### Exercise directions
Please rewrite the entire listing below, requests included, and shift every coordinate that appears after a "Target:" line by -86. Keep the request lines and their sample points as they are.
*** Exercise material ***
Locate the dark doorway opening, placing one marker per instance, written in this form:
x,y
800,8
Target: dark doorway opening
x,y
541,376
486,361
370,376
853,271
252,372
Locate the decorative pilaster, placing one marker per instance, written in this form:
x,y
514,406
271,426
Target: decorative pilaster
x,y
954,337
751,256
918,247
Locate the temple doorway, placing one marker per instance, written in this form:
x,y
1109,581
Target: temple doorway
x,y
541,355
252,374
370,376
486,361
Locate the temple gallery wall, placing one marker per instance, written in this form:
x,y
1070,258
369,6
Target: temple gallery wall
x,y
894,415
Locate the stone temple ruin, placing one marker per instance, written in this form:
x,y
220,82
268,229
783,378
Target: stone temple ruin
***
### Task answer
Locate the dark doorway opening, placing one marker per instance, written in this form:
x,y
800,8
Target: dark doorway opening
x,y
455,290
400,275
284,290
767,185
166,286
Locate the decorative pilaster, placing one marker per instance, written in this form:
x,y
514,406
271,426
Target: decorative pilaster
x,y
868,251
665,170
832,161
Locate the temple doorway, placing one marker per instance, written in this form:
x,y
1109,581
Target: temple doorway
x,y
455,269
166,288
284,290
400,275
Locate the temple gallery wall, placing one marker per instance, written in this form:
x,y
1070,258
369,6
Target: temple gallery wall
x,y
808,329
Locate the stone temple ruin, placing one marker per instance, written in this form:
x,y
220,82
268,229
783,378
Target: stone temple ruin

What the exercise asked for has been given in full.